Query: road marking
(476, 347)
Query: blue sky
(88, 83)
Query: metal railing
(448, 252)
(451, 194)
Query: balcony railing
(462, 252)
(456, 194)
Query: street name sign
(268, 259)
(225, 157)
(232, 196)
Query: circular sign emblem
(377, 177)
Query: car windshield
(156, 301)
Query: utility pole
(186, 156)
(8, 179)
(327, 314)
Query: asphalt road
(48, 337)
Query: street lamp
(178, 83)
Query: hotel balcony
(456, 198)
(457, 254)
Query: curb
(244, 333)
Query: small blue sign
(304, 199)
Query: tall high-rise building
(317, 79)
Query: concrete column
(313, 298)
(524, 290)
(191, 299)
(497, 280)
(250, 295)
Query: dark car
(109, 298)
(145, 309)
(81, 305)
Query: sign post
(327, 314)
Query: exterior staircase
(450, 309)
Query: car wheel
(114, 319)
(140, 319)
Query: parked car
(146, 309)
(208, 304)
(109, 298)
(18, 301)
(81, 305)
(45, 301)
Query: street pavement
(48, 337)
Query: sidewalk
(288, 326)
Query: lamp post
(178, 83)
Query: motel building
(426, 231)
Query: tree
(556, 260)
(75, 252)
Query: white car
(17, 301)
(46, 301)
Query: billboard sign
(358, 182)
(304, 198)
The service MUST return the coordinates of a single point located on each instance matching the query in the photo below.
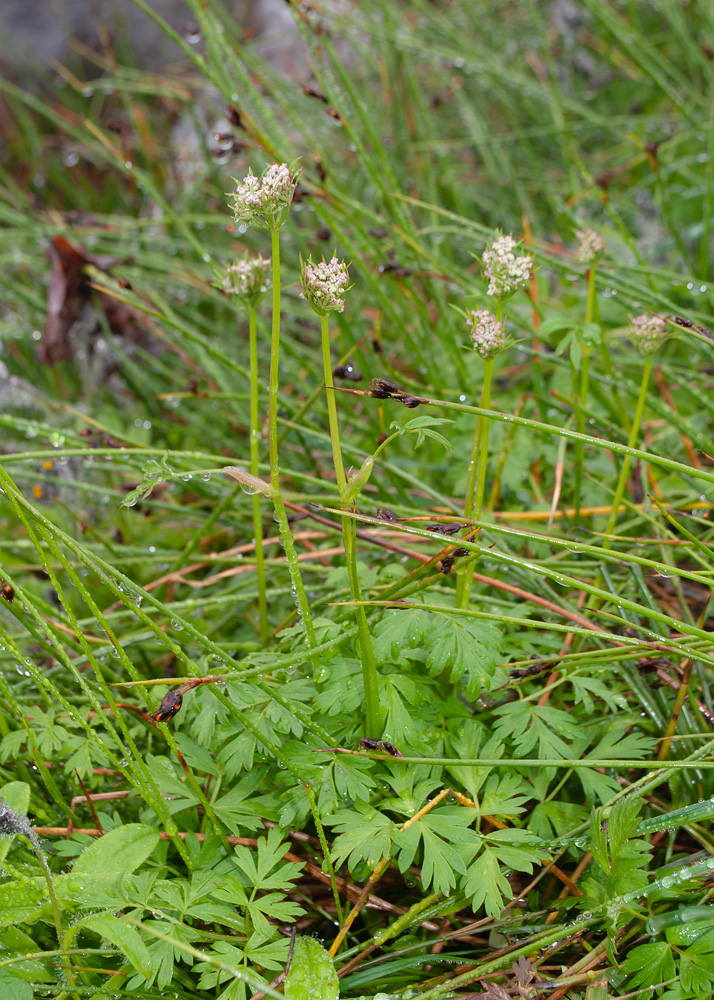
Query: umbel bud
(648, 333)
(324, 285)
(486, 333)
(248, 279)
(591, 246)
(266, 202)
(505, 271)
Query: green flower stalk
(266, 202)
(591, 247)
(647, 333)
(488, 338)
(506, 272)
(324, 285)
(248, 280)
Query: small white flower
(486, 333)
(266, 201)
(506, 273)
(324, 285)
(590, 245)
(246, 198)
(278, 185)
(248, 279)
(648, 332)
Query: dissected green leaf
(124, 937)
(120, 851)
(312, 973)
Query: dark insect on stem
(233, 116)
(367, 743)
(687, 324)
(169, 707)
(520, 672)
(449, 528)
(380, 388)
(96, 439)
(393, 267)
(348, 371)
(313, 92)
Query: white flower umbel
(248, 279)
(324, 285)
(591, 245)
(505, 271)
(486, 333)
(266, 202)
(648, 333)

+--

*Work order:*
Word for word, return the material above, but drop the pictures.

*Expected answer:*
Query: road marking
(476, 347)
Query: blue sky
(88, 83)
Query: metal railing
(448, 252)
(451, 194)
Query: balcony railing
(462, 252)
(456, 194)
Query: street name sign
(268, 259)
(225, 157)
(232, 196)
Query: circular sign emblem
(377, 177)
Query: car windshield
(156, 301)
Query: utility pole
(186, 156)
(8, 179)
(327, 314)
Query: asphalt road
(48, 337)
Query: street lamp
(178, 83)
Query: hotel balcony
(456, 198)
(457, 254)
Query: curb
(244, 333)
Query: small blue sign
(304, 199)
Query: tall high-rise building
(317, 79)
Query: concrete column
(313, 298)
(524, 290)
(191, 299)
(497, 280)
(250, 295)
Query: dark car
(109, 298)
(145, 309)
(81, 305)
Query: sign post
(327, 314)
Query: exterior staircase
(450, 309)
Query: car wheel
(114, 319)
(140, 319)
Query: parked car
(146, 309)
(208, 304)
(109, 298)
(18, 301)
(81, 305)
(45, 301)
Query: street pavement
(48, 337)
Query: sidewalk
(288, 326)
Query: lamp post
(178, 83)
Query: motel building
(426, 231)
Query: tree
(556, 260)
(75, 252)
Query: white car
(17, 301)
(46, 301)
Query: billboard sign
(358, 182)
(304, 198)
The service MUST return the coordinates of a single point located on each instance matching the query in the photo below.
Query: umbel bud
(648, 333)
(324, 285)
(486, 333)
(248, 279)
(591, 246)
(266, 202)
(505, 271)
Query: green flower stalk
(266, 202)
(591, 247)
(647, 333)
(488, 338)
(506, 272)
(324, 285)
(248, 280)
Query: small white flower
(486, 333)
(266, 201)
(506, 273)
(324, 285)
(590, 245)
(246, 198)
(278, 185)
(248, 279)
(648, 332)
Query: dissected green leaf
(124, 937)
(120, 851)
(312, 973)
Query: dark insect on stem
(233, 116)
(367, 743)
(687, 324)
(169, 707)
(520, 672)
(449, 528)
(380, 388)
(96, 439)
(393, 267)
(348, 371)
(313, 92)
Query: white flower umbel
(248, 279)
(324, 285)
(591, 245)
(505, 271)
(486, 333)
(266, 202)
(648, 333)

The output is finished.